Return the records below line for line, without changing anything.

* start INPUT ROWS *

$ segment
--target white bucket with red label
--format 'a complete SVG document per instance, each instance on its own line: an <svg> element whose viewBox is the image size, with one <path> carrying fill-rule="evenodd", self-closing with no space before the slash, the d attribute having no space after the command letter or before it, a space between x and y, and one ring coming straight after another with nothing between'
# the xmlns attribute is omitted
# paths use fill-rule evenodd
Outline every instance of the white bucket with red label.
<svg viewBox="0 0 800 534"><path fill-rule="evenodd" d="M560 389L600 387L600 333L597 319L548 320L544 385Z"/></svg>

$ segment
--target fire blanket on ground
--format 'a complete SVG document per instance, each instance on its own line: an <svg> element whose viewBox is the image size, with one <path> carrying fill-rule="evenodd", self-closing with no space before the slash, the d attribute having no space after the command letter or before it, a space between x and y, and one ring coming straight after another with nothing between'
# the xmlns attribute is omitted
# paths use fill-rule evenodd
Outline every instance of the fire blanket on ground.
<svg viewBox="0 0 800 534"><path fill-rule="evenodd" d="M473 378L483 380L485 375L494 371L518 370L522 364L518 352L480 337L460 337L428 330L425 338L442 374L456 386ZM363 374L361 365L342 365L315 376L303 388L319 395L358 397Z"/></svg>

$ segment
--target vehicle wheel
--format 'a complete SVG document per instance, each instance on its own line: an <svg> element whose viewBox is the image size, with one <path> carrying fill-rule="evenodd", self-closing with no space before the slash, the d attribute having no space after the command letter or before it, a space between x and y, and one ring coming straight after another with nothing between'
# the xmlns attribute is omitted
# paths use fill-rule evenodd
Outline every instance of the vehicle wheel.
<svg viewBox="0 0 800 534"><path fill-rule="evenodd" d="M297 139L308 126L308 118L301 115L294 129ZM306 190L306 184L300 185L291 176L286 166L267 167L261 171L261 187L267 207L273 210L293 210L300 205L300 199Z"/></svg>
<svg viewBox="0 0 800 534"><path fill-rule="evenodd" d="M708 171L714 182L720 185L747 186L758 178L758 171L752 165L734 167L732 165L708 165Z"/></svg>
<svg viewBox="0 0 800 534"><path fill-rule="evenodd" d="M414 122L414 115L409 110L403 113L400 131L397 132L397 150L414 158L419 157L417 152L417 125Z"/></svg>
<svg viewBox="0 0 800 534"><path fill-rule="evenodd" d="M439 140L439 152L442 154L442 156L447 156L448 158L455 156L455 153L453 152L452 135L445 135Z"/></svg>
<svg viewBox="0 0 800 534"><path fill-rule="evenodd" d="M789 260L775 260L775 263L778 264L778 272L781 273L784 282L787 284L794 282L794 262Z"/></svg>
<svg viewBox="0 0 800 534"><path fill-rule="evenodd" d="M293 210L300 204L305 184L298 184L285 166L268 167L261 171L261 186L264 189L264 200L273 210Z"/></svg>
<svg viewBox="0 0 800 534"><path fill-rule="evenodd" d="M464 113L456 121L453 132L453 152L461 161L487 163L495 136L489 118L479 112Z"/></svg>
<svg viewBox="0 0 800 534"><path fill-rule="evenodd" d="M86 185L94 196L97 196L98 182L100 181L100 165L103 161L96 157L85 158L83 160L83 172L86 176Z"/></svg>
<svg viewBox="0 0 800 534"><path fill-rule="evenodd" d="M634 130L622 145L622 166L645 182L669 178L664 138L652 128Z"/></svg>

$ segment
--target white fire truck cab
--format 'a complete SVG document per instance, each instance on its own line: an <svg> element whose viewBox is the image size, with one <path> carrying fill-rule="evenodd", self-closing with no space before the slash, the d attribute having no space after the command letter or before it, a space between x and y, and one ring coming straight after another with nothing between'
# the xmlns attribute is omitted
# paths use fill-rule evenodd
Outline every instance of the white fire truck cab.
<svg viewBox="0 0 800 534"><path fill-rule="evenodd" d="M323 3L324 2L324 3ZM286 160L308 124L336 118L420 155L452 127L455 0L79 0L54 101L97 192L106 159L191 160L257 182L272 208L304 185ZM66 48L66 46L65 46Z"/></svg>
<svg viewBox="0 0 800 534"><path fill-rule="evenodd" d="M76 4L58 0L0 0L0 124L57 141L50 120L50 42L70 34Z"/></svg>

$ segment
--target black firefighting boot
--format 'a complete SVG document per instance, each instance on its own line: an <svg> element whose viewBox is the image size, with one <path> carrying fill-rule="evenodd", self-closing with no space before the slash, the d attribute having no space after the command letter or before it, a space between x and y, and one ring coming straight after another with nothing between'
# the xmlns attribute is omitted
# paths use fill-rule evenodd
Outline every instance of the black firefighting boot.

* end INPUT ROWS *

ANSWER TO THE EXERCISE:
$ segment
--target white bucket with red label
--format 'a complete SVG document per instance, each instance on its own line: an <svg> element whose viewBox is the image size, with one <path> carrying fill-rule="evenodd", self-closing with no space before the slash, the d attribute having no space after the command letter or before it, a space between x and y, and one ring coming straight after another with nothing between'
# the xmlns attribute is omitted
# paths use fill-rule evenodd
Outline every instance of the white bucket with red label.
<svg viewBox="0 0 800 534"><path fill-rule="evenodd" d="M560 389L600 387L600 333L597 319L548 320L544 385Z"/></svg>

$ segment
--target fire blanket on ground
--format 'a complete SVG document per instance, each instance on its own line: an <svg> element whose viewBox is the image size, with one <path> carrying fill-rule="evenodd", self-closing with no space before the slash, the d attribute having no space after the command letter or before it, a space between x and y, and one ring coming straight after another with nothing between'
# the xmlns attribute is omitted
# paths use fill-rule evenodd
Outline every instance of the fire blanket on ground.
<svg viewBox="0 0 800 534"><path fill-rule="evenodd" d="M473 378L483 380L485 375L494 371L518 370L522 364L518 352L480 337L460 337L428 330L425 338L442 374L456 386ZM363 374L361 365L342 365L315 376L303 388L319 395L358 397Z"/></svg>

$ segment
--target vehicle wheel
--format 'a complete SVG document per instance, each instance on its own line: an <svg> element whose viewBox is the image size, with one <path> carrying fill-rule="evenodd", self-closing with no space before the slash, the d attribute having no space after the command letter or before it, a space between x and y, and one ring coming straight after another with nothing between'
# the xmlns attribute is omitted
# paths use fill-rule evenodd
Outline every instance of the vehicle wheel.
<svg viewBox="0 0 800 534"><path fill-rule="evenodd" d="M297 139L308 126L308 118L301 115L294 129ZM306 190L306 184L300 185L291 176L286 166L267 167L261 171L261 187L267 207L273 210L293 210L300 205L300 199Z"/></svg>
<svg viewBox="0 0 800 534"><path fill-rule="evenodd" d="M708 171L714 182L720 185L747 186L758 178L758 171L752 165L734 167L732 165L708 165Z"/></svg>
<svg viewBox="0 0 800 534"><path fill-rule="evenodd" d="M414 122L414 115L409 110L403 113L400 131L397 132L397 150L414 158L419 157L417 152L417 125Z"/></svg>
<svg viewBox="0 0 800 534"><path fill-rule="evenodd" d="M439 140L439 152L442 154L442 156L447 156L448 158L455 156L455 153L453 152L452 135L445 135Z"/></svg>
<svg viewBox="0 0 800 534"><path fill-rule="evenodd" d="M789 260L775 260L775 263L778 264L778 272L781 273L784 282L787 284L794 282L794 262Z"/></svg>
<svg viewBox="0 0 800 534"><path fill-rule="evenodd" d="M293 210L300 204L305 184L298 184L285 166L268 167L261 171L261 186L264 189L264 200L273 210Z"/></svg>
<svg viewBox="0 0 800 534"><path fill-rule="evenodd" d="M464 113L456 121L453 132L453 152L461 161L487 163L495 136L489 118L479 112Z"/></svg>
<svg viewBox="0 0 800 534"><path fill-rule="evenodd" d="M86 185L94 196L97 196L98 182L100 181L100 165L103 161L96 157L85 158L83 160L83 172L86 176Z"/></svg>
<svg viewBox="0 0 800 534"><path fill-rule="evenodd" d="M634 130L622 145L622 166L645 182L669 178L664 138L652 128Z"/></svg>

$ segment
--target white fire truck cab
--format 'a complete SVG document per instance, each instance on its own line: an <svg> element whose viewBox is the image size, with one <path> carrying fill-rule="evenodd", self-closing with no space before the slash, the d attribute having no space after the command letter or before it, a space between x and y, and one ring coming straight after another with nothing between'
# the xmlns attribute is omitted
# paths use fill-rule evenodd
Outline every instance of the white fire truck cab.
<svg viewBox="0 0 800 534"><path fill-rule="evenodd" d="M323 3L324 2L324 3ZM286 160L308 124L336 118L420 155L452 127L455 0L79 0L54 101L97 192L106 159L191 160L257 182L272 208L304 185ZM66 48L66 46L65 46Z"/></svg>
<svg viewBox="0 0 800 534"><path fill-rule="evenodd" d="M76 4L58 0L0 0L0 124L57 141L50 120L50 42L70 34Z"/></svg>

$ segment
--target black firefighting boot
--format 'a complete SVG document per instance, each instance on its own line: an <svg> element whose viewBox is the image size, with one <path> carrying fill-rule="evenodd", self-closing with no space before the slash, the d attribute having no space after the command letter or before it, a space between x and y, and one ring coming straight after another with nothing between'
# the xmlns attribute is omitted
# paths use fill-rule evenodd
Outline every instance of the black firefighting boot.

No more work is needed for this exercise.